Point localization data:
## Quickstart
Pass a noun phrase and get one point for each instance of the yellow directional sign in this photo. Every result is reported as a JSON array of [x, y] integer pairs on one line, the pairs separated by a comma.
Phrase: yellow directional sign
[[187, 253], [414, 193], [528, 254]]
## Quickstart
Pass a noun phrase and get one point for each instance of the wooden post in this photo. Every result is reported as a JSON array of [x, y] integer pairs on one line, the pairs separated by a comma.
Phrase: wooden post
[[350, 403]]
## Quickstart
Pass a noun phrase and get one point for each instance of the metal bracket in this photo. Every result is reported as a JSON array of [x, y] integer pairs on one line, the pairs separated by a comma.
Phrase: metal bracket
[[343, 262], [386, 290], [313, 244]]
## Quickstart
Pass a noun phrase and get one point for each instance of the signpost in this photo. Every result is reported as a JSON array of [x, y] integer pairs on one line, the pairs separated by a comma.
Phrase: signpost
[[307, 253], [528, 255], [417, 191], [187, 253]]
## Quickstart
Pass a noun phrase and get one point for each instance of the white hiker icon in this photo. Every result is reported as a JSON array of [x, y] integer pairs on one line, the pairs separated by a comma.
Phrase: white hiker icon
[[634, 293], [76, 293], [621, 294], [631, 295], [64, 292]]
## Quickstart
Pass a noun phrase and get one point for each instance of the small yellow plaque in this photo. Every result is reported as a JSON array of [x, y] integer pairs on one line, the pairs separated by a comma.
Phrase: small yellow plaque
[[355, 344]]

**Directions:**
Every entry above must appear again in the reply, exactly as it stands.

**Final answer:**
## Quickstart
Pass a noun phrase and get one point for each instance of the yellow directional sign in this photo. Every result is reported as a JSON array of [x, y] integer pairs on one line, the pairs separated by a comma.
Phrase: yellow directional sign
[[187, 253], [414, 193], [528, 254]]
## Quickstart
Pass a noun phrase and get one point for each instance of the wooden post in this photo. Every result is reported as a JSON array of [x, y] integer pairs on one line, the pairs separated by a comma.
Phrase: wooden post
[[350, 403]]
## Quickstart
Pass a noun phrase and get one point for each instance of the metal bracket in this photo. Every result is reported as a JSON array of [x, y] integer pairs on one line, the pairs separated by a comma.
Phrase: metal bracket
[[343, 262], [386, 290], [313, 244]]
## Quickstart
Pass a noun phrase and get one point for each instance of the signpost in this photo. Every result is reported as a JSON array of [x, y] integer pairs on one line, the pairs separated by a comma.
Phrase: signpost
[[307, 253], [528, 255], [417, 191], [187, 253]]
## Quickstart
Pass a noun phrase and get one point for each instance of the white hiker icon in this photo. Every result is reported as a JSON array of [x, y] integer pairs on one line, the pairs separated by a comma.
Phrase: white hiker icon
[[634, 293], [76, 293], [621, 294], [631, 295], [64, 292]]
## Quickstart
Pass a noun phrase and get one point for each instance of the small yellow plaque in this photo. Every result is reported as a JSON array of [x, y] integer pairs on one line, the pairs separated by a comma.
Phrase: small yellow plaque
[[355, 344]]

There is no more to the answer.